Stretching and Range of Motion Exercises - Tight muscles in the chest (pectoralis major and minor) and anterior neck (scalenes) often contribute to forward neck posture. Stretching these muscles can help restore flexibility and reduce the pull that contributes to poor posture. Examples include doorway stretches for the chest and neck stretches targeting the sternocleidomastoid and scalene muscles.

Ergonomic Modification - Correcting work or study environments to promote better posture can significantly support therapy outcomes. This may involve adjusting chair height, computer screen position, or using ergonomic aids like lumbar supports or standing desks to encourage better posture throughout the day.

Manual Therapy Techniques such as soft tissue mobilization, myofascial release, and joint mobilization performed by physical therapists or chiropractors can help alleviate muscle tightness and joint restrictions contributing to forward neck posture.

Image-backed grounding data:
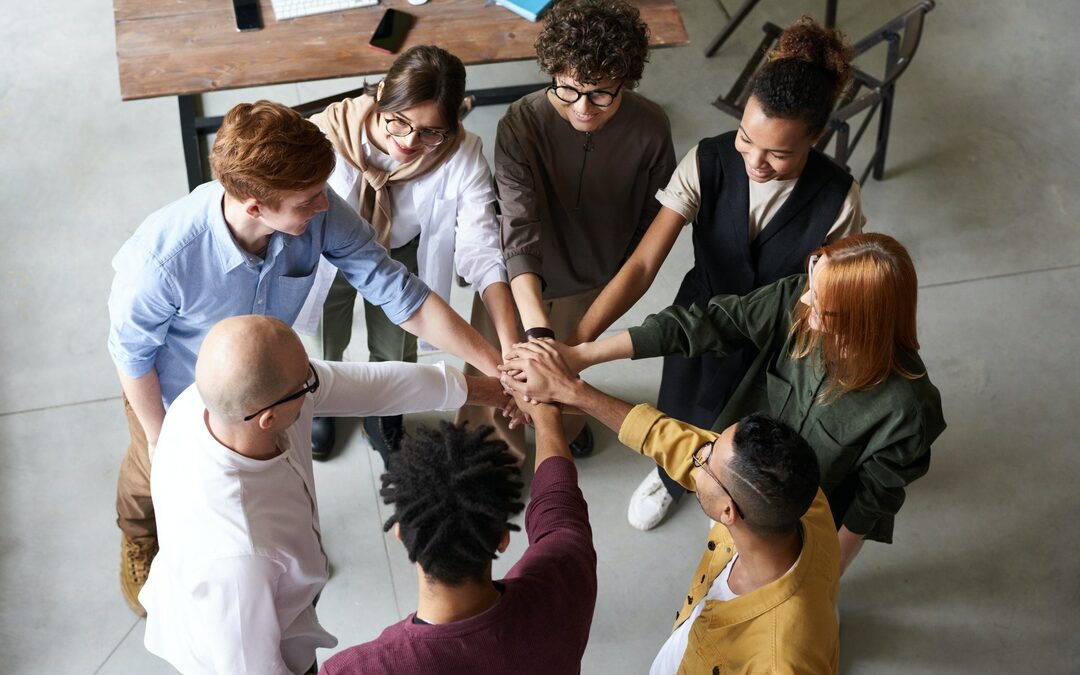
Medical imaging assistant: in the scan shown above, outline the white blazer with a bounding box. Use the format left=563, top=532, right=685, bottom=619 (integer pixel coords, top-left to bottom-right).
left=293, top=132, right=508, bottom=335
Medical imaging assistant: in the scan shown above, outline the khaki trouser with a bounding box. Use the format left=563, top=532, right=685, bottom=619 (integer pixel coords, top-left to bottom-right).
left=300, top=237, right=420, bottom=363
left=117, top=396, right=158, bottom=539
left=455, top=288, right=603, bottom=461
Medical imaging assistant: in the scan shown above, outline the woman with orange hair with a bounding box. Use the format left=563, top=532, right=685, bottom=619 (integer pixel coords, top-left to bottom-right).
left=509, top=233, right=945, bottom=567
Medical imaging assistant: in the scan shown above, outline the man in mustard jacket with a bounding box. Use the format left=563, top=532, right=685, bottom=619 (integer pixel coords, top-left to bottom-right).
left=503, top=341, right=840, bottom=675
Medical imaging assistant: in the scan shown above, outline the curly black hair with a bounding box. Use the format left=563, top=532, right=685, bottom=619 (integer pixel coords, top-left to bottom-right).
left=751, top=16, right=852, bottom=136
left=727, top=413, right=821, bottom=536
left=536, top=0, right=649, bottom=89
left=379, top=421, right=525, bottom=585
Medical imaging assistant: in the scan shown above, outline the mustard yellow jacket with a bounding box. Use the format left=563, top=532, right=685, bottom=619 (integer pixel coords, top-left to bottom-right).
left=619, top=404, right=840, bottom=675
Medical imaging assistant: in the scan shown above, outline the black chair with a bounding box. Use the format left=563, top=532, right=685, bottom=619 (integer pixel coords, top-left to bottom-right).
left=713, top=0, right=934, bottom=184
left=705, top=0, right=837, bottom=57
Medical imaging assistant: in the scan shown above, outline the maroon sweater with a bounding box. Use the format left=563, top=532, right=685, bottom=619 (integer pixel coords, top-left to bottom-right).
left=320, top=457, right=596, bottom=675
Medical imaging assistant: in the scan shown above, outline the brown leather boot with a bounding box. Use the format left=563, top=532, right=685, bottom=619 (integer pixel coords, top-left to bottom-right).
left=120, top=532, right=158, bottom=617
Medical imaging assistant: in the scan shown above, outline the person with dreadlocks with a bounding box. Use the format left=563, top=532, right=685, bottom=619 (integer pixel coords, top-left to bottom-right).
left=320, top=397, right=596, bottom=675
left=138, top=315, right=503, bottom=675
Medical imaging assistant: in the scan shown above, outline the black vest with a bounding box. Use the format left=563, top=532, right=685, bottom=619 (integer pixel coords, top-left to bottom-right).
left=693, top=132, right=853, bottom=302
left=658, top=132, right=853, bottom=428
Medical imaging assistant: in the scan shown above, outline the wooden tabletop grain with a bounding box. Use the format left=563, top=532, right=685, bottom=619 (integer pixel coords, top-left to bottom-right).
left=112, top=0, right=689, bottom=100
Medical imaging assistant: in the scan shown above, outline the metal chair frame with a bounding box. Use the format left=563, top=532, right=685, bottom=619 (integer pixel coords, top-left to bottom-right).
left=713, top=0, right=934, bottom=184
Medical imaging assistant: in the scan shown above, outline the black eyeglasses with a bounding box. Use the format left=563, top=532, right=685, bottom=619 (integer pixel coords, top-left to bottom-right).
left=690, top=441, right=746, bottom=519
left=548, top=78, right=622, bottom=108
left=244, top=361, right=319, bottom=422
left=384, top=117, right=449, bottom=148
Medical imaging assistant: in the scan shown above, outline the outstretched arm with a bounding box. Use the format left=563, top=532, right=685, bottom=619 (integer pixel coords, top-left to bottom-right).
left=559, top=206, right=686, bottom=345
left=401, top=293, right=502, bottom=375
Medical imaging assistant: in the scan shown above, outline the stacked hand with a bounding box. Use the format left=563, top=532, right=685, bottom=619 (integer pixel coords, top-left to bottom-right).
left=499, top=339, right=580, bottom=403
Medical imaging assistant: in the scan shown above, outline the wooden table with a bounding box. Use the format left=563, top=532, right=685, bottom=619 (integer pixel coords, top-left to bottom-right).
left=112, top=0, right=689, bottom=188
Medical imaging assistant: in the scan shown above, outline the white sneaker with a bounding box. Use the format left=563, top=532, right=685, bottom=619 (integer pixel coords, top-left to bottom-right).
left=626, top=469, right=675, bottom=531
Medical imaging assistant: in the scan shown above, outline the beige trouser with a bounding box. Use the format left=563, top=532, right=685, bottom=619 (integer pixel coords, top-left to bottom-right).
left=455, top=288, right=603, bottom=461
left=117, top=396, right=158, bottom=539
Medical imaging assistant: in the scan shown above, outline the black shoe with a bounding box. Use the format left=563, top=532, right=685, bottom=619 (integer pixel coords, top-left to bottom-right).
left=364, top=415, right=405, bottom=469
left=311, top=417, right=337, bottom=462
left=570, top=424, right=593, bottom=457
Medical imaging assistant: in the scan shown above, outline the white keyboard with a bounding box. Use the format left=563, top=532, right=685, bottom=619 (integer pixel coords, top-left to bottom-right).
left=270, top=0, right=379, bottom=21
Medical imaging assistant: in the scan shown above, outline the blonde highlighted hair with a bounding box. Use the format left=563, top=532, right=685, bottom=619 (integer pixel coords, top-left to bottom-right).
left=210, top=100, right=335, bottom=208
left=791, top=232, right=926, bottom=401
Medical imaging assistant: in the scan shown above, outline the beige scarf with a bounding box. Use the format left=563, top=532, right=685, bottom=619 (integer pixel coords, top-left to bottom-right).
left=311, top=94, right=464, bottom=248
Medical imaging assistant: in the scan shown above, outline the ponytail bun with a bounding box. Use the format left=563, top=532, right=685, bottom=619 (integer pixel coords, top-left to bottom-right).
left=769, top=14, right=852, bottom=96
left=751, top=16, right=852, bottom=136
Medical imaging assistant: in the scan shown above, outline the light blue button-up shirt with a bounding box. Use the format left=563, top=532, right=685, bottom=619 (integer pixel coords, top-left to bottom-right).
left=109, top=181, right=429, bottom=408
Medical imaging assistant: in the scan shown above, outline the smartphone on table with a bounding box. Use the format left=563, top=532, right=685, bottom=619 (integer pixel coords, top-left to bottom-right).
left=232, top=0, right=262, bottom=30
left=368, top=10, right=414, bottom=54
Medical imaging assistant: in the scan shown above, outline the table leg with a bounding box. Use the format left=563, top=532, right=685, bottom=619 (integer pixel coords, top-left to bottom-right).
left=176, top=95, right=206, bottom=190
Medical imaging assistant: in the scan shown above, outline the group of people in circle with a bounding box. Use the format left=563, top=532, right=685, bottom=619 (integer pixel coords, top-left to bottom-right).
left=103, top=0, right=945, bottom=675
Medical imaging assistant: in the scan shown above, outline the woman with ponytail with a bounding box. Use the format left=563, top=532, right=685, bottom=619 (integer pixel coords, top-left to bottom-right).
left=294, top=45, right=517, bottom=461
left=569, top=16, right=865, bottom=530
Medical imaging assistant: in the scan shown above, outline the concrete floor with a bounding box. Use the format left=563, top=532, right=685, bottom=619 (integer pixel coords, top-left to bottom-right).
left=0, top=0, right=1080, bottom=674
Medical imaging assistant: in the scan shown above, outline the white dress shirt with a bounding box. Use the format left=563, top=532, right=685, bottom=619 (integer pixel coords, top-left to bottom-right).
left=139, top=360, right=468, bottom=675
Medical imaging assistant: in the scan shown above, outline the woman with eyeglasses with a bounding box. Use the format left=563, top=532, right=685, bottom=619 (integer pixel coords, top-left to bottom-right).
left=568, top=17, right=865, bottom=530
left=516, top=233, right=945, bottom=569
left=296, top=45, right=517, bottom=460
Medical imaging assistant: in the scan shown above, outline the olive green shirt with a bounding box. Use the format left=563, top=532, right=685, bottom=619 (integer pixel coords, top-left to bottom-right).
left=630, top=274, right=945, bottom=542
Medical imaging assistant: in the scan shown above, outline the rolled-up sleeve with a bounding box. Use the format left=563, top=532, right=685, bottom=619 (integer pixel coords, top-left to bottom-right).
left=619, top=403, right=718, bottom=491
left=455, top=135, right=507, bottom=295
left=311, top=359, right=469, bottom=417
left=843, top=401, right=940, bottom=541
left=630, top=275, right=806, bottom=359
left=322, top=190, right=430, bottom=324
left=108, top=240, right=178, bottom=378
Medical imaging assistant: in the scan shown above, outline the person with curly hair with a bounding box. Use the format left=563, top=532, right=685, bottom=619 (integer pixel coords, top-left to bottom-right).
left=321, top=405, right=596, bottom=675
left=568, top=16, right=866, bottom=530
left=457, top=0, right=675, bottom=457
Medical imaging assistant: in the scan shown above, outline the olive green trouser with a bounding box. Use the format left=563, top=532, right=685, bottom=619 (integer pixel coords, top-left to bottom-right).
left=300, top=237, right=420, bottom=363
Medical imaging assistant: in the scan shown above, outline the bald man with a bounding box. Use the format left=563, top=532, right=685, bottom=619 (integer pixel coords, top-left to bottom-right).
left=139, top=316, right=502, bottom=675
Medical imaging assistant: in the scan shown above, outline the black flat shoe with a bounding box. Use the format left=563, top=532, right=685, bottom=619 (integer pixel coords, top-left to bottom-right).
left=570, top=424, right=593, bottom=458
left=364, top=415, right=405, bottom=469
left=311, top=417, right=337, bottom=462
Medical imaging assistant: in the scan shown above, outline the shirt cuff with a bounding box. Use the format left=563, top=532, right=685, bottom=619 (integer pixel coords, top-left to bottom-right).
left=657, top=188, right=698, bottom=222
left=380, top=276, right=431, bottom=326
left=473, top=265, right=509, bottom=296
left=627, top=326, right=665, bottom=360
left=619, top=403, right=664, bottom=453
left=507, top=253, right=543, bottom=285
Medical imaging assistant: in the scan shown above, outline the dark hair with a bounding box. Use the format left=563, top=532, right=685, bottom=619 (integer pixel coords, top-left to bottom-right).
left=379, top=422, right=525, bottom=585
left=727, top=413, right=821, bottom=537
left=536, top=0, right=649, bottom=89
left=210, top=100, right=335, bottom=208
left=751, top=16, right=852, bottom=136
left=364, top=44, right=465, bottom=133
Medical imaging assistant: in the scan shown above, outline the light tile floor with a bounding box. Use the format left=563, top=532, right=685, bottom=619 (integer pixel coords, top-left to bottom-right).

*PROBLEM DETAILS*: Write a continuation of the text on treating forward neck posture, beginning after its last sentence.

*RESULT BELOW*:
Education and Behavioural Modification - Teaching individuals about the importance of posture and providing strategies to integrate good posture habits into daily activities can reinforce therapy outcomes. This includes awareness of body positioning during activities like sitting, standing, and using digital devices. Evidence supporting these approaches comes from studies evaluating the effects of exercise programs, ergonomic interventions, and manual therapies on posture-related conditions. These interventions not only improve posture but also reduce neck pain, enhance functional ability, and prevent the progression of postural deviations. For best results, therapy should be tailored to individual needs and monitored for ongoing improvement.

Materials and Methods

A sample size of 54 was obtained using G Power software (version 3.1.9.2) with input parameters of effect size 0.3, alpha error of 0.10, and power of 0.90. The correlation Ph0 was 0.

Permission from the Institutional Research Committee (IRC) was obtained prior to commencing the study. Participants aged 18-25 years from the same community and social status and those who had forward neck posture were recruited for the study. The exclusion criteria encompassed individuals experiencing neck pain and participants with restricted shoulder range of motion (ROM). Participants were enrolled in the study following the acquisition of written informed consent.

Standardization of procedure

An initial pilot case study was conducted involving six subjects to establish a standardized research protocol. Through interpretation and analysis, modifications to the measurement procedure were implemented. It was observed that using a Goniometer to measure the CVA posed challenges, while employing Image J software proved to be more feasible. Studies have corroborated that utilizing Image J software for measuring the CVA yields greater reliability.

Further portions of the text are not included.